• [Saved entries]

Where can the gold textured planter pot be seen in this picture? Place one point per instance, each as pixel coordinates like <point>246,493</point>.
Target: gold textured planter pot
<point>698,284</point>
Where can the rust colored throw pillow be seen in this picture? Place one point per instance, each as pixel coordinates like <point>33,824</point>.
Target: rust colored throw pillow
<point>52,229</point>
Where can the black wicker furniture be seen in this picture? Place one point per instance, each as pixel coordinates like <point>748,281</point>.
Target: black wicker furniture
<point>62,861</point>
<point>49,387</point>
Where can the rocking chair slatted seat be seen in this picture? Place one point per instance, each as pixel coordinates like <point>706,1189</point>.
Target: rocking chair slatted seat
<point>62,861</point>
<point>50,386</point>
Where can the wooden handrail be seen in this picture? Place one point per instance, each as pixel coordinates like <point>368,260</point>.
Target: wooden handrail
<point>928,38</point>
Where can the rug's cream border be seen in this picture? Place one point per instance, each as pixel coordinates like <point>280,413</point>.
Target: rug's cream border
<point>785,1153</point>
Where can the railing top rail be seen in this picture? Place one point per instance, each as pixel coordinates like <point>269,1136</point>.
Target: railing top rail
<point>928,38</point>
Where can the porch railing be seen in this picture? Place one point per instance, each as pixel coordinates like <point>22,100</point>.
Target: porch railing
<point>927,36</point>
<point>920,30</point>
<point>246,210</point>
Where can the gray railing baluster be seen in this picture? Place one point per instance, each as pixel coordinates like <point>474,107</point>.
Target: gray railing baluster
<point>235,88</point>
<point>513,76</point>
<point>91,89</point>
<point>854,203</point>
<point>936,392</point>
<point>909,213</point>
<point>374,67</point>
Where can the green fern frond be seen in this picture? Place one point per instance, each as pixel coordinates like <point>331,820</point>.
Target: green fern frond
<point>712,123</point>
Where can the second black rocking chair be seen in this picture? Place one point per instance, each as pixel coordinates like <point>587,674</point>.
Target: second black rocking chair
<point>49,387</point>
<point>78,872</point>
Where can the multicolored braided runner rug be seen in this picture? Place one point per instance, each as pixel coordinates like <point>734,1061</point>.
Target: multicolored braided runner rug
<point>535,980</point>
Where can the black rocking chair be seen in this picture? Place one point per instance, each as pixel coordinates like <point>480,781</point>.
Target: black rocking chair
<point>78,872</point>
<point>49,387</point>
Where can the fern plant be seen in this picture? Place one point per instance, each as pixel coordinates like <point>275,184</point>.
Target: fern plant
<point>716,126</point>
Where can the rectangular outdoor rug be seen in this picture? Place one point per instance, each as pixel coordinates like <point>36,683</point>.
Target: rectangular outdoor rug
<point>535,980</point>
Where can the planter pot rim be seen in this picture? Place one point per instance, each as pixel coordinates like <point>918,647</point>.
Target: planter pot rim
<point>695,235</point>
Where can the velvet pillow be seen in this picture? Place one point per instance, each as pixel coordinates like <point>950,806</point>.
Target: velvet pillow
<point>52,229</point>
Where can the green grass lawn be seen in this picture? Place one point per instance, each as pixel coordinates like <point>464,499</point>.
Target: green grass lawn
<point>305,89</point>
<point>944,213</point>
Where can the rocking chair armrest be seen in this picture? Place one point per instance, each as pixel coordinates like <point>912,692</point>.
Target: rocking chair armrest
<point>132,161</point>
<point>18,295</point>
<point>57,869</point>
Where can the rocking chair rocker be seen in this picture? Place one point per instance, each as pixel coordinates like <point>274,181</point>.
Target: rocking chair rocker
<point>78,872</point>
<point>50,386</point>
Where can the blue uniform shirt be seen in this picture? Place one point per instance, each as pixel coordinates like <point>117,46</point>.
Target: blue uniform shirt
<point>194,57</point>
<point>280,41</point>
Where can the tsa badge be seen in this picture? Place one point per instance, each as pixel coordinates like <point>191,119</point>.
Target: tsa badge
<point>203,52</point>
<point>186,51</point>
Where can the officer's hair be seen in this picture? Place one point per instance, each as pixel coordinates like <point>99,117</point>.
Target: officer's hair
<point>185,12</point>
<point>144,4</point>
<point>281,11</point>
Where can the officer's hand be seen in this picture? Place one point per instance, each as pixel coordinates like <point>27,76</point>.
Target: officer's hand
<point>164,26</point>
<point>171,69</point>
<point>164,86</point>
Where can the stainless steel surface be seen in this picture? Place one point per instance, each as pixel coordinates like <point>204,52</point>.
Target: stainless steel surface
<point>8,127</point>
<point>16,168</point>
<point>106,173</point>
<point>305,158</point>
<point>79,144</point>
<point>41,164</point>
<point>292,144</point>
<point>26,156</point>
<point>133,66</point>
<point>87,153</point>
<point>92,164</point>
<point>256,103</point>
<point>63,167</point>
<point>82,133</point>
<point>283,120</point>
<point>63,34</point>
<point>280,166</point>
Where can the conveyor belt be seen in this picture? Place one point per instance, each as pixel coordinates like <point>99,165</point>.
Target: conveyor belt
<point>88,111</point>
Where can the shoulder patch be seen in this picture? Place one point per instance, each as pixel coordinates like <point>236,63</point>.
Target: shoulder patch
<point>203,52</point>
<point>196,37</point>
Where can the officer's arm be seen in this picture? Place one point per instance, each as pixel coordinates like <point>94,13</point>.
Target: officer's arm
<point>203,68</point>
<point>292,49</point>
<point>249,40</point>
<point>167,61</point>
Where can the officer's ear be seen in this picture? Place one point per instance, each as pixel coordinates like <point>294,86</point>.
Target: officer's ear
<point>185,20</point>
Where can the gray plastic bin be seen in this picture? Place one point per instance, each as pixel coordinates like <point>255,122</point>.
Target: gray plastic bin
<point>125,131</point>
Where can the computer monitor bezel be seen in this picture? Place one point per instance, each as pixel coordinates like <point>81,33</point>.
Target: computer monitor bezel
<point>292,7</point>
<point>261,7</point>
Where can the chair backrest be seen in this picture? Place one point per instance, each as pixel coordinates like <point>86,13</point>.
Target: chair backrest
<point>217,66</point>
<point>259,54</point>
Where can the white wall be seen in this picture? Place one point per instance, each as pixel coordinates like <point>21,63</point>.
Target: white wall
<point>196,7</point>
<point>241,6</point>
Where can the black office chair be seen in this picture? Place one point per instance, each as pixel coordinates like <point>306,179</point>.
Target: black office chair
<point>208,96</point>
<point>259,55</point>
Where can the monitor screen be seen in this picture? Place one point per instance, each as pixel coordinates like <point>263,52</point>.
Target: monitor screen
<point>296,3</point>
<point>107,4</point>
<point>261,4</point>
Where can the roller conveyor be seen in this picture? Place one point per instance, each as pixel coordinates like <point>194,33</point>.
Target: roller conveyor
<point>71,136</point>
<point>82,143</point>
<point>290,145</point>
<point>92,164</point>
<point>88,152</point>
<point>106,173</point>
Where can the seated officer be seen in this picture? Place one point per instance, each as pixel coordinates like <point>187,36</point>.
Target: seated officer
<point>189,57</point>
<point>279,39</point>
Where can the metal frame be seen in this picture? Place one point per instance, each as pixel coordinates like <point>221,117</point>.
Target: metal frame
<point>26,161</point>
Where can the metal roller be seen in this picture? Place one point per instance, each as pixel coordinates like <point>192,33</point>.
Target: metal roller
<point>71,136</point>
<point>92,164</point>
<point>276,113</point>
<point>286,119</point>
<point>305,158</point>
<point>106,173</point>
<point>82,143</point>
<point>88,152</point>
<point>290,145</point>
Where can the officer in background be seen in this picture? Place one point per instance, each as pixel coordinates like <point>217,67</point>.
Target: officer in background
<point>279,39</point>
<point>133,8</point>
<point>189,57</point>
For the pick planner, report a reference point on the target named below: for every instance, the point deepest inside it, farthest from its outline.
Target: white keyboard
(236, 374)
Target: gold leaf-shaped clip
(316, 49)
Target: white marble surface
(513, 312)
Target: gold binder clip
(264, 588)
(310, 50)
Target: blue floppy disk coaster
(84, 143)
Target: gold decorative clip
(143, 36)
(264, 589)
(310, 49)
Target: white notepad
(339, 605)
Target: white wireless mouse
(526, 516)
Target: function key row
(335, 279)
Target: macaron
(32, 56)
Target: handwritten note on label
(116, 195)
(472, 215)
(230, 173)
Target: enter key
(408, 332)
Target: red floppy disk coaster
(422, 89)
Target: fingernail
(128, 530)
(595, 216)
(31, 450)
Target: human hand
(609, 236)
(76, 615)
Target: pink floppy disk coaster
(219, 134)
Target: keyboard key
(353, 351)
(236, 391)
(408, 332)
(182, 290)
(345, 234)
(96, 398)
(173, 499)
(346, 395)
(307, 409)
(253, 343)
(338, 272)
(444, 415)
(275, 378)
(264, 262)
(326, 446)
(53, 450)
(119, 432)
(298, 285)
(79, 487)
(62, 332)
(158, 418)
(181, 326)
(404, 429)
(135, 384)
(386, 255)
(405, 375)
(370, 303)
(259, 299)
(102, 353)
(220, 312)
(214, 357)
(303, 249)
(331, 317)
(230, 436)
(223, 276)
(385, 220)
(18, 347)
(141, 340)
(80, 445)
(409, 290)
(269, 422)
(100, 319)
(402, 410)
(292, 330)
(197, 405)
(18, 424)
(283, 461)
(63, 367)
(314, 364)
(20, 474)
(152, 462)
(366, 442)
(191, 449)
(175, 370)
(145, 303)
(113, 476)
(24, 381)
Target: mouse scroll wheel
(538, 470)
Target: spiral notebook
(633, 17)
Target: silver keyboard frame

• [AIM]
Take the lines of the data starting with the line with "Where can the metal frame" and going on through the line with "<point>26,161</point>", and write them out again with "metal frame" switched to "steel frame" and everything else unchanged.

• [EXERCISE RESULT]
Where can the steel frame be seen in this picture? Place one point per instance, each as pixel coordinates like <point>221,117</point>.
Target: steel frame
<point>26,161</point>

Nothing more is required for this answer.